▶ **Page text**

········

In Which We Add Support for Sample Weights to MLPs #75

waltaskew · 2018-01-25T01:21:09Z

support sample weights in MLPClassifier
support sample weights in MLPRegressor
add tests ensuring sample weights are handled reasonably

beckermr · 2018-01-25T13:52:51Z

A quick comment here. We should normalize the losses by the sum of the sample weights in order to keep them on a decent numerical scale.

beckermr · 2018-01-25T15:19:17Z

muffnn/mlp/mlp_classifier.py

@@ -129,19 +129,23 @@ def _init_model_objective_fn(self, t):
        if self.multilabel_:
            cross_entropy = tf.nn.sigmoid_cross_entropy_with_logits(
                logits=t, labels=tf.cast(self.input_targets_, np.float32))
+            cross_entropy = tf.multiply(cross_entropy, self._sample_weight)


Does this broadcast correctly?

For multilabel, I think the shape of of cross_entropy is [n_examples, n_classes] and the weights are [n_examples]. You might need to add a trailing dimensions to get this to work?

It does not broadcast correctly. The fact that the tests passed makes me worry how well we're testing the multi-label case.

········

▶ **Provided records**
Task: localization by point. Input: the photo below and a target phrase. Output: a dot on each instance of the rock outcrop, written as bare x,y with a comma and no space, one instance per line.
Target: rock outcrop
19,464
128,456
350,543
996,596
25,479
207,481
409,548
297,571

········

▶ **Work instructions**
1. According to the sample-weights thread, by what quantity should the losses be normalized?
2. Carry on the sample-weights thread from its last comment.

▶ **Responses by task**
1. By the sum of the sample weights.

2.
Agreed. Sam and I worked on those tests a lot but I am not going to claim they are bullet proof.

- support sample weights in MLPClassifier - support sampel weights in MLPRegressor - add tests ensuring sample weights are handled reasonably

mheilman

could you also please add this to the changelog in this PR?

mheilman · 2018-01-26T02:41:38Z

muffnn/mlp/base.py

+        sample_weight : numpy array of shape [n_samples,]
+            Per-sample weights. Re-scale the loss per sample.
+            Higher weights force the estimator to put more emphasis
+            on these samples.


It's probably worth noting here or in the class docstring that the sample weights are normalized per batch. i understand the argument for this, and i think that as the batch size approaches the size of the dataset, it's equivalent to normalizing the sample weights once ahead of time, but this is altering the objective function a bit, so i imagine that it could lead to odd behavior in edge cases. in practice, it probably doesn't matter either way, so i'm fine with keeping it this way, but it'd be good to document in case a user expects not normalizing.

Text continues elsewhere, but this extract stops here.